Stored data entries
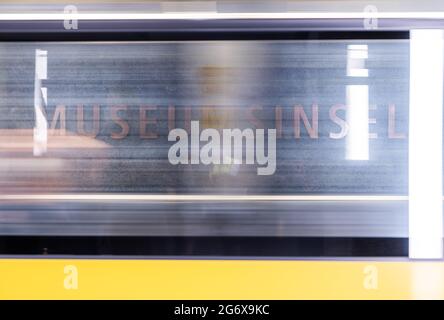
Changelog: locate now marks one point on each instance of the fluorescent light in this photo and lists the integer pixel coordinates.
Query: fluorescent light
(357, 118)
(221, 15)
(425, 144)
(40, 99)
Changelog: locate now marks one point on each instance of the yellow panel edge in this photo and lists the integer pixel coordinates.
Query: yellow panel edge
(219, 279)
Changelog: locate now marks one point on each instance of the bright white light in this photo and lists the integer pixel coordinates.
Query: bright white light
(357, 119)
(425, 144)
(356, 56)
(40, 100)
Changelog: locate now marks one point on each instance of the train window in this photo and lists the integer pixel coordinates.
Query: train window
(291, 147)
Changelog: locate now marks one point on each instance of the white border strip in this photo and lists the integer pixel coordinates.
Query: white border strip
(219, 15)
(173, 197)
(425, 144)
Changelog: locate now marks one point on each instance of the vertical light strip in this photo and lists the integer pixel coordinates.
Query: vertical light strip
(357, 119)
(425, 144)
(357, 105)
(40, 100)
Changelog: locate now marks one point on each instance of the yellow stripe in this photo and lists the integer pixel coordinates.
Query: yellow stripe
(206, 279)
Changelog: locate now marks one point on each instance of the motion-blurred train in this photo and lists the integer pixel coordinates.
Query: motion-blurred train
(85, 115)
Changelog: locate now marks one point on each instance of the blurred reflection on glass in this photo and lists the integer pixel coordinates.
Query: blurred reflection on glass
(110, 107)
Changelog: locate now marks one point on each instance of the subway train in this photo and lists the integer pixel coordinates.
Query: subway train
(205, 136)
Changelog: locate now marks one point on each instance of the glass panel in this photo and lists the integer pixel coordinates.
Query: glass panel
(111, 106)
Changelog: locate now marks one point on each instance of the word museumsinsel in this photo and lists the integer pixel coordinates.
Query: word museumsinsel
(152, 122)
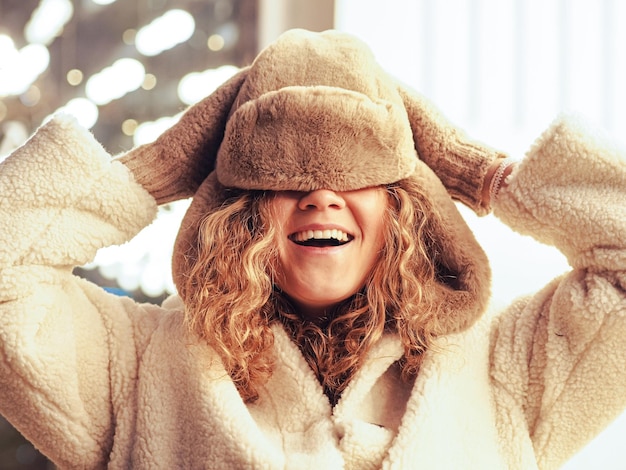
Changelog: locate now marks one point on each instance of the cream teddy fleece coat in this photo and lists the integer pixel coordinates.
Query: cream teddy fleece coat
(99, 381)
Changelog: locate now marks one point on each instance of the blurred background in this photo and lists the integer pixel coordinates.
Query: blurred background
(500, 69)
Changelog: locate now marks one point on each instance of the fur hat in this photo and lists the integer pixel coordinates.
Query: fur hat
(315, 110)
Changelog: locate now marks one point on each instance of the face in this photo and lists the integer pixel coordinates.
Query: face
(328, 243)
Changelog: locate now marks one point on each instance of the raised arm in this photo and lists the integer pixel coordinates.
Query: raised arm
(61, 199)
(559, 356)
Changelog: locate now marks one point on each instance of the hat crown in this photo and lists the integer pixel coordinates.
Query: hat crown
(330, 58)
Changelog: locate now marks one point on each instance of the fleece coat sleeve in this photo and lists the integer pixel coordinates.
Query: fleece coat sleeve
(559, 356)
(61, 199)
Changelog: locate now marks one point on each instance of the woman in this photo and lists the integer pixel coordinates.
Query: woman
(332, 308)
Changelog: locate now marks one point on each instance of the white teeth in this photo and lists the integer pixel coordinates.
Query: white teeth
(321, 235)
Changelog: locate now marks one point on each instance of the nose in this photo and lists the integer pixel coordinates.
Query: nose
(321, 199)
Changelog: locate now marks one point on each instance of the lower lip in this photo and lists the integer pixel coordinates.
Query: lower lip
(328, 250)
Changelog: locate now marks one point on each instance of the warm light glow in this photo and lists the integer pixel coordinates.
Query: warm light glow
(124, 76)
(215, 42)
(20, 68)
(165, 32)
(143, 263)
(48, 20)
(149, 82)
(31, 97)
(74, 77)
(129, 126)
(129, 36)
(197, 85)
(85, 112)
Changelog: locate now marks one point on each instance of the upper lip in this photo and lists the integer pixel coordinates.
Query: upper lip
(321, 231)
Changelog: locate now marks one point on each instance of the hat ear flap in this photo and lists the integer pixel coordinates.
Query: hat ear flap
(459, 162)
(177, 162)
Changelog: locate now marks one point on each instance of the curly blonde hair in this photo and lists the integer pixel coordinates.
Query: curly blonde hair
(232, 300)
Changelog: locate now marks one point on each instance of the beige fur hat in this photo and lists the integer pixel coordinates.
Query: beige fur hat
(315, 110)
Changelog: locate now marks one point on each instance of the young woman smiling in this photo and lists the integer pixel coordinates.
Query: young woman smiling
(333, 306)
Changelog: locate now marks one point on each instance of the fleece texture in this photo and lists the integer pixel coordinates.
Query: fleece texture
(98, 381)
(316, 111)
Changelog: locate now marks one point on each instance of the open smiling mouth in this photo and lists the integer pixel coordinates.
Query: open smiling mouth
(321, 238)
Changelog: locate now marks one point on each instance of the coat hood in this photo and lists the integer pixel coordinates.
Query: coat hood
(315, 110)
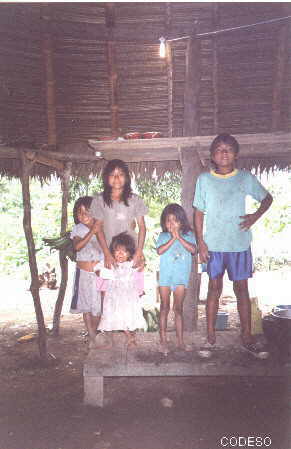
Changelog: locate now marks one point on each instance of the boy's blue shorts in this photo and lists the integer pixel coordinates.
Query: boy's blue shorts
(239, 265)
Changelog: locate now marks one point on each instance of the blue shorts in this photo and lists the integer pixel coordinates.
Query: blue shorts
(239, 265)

---

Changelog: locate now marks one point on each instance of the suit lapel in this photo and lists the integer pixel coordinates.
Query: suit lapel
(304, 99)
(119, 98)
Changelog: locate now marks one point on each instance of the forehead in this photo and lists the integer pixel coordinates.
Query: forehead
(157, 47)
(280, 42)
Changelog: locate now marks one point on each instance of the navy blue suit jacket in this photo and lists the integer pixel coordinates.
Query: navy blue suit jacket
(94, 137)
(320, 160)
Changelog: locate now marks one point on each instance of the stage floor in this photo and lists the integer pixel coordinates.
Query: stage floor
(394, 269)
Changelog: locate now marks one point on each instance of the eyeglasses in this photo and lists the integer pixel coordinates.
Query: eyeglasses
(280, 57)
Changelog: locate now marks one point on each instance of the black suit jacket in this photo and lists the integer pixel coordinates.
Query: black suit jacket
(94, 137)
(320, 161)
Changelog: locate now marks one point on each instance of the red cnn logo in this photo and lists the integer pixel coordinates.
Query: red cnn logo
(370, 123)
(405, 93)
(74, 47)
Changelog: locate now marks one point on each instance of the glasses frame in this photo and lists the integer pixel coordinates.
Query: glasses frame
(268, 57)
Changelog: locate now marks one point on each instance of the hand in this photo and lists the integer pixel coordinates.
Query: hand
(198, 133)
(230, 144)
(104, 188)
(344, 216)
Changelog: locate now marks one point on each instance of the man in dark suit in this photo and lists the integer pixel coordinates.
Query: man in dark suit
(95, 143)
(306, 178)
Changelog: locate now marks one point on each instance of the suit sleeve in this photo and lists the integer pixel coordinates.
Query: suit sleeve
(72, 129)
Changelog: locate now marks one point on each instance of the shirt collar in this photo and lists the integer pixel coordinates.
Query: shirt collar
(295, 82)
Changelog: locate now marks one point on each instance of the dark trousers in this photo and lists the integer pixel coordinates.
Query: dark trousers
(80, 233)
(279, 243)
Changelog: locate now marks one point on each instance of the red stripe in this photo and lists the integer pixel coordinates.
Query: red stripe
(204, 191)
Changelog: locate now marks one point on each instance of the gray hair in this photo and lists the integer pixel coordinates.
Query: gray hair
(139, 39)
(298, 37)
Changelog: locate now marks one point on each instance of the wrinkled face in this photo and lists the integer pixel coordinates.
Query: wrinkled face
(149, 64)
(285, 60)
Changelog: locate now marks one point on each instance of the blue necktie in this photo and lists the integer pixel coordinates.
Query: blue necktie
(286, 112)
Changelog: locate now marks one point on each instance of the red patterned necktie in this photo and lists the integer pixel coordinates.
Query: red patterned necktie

= TASK BRIEF =
Give back precisely the lines above that start at the line containing "Query: blue necktie" and end at the line containing "Query: red patterned necktie", inclusive. No other lines belong in the output.

= ANSWER TO THE PROBLEM =
Query: blue necktie
(286, 112)
Changelog: locate now marks one point on each instance of the red patterned necktie in this photo and lists the integer pixel coordinates.
Query: red patterned necktie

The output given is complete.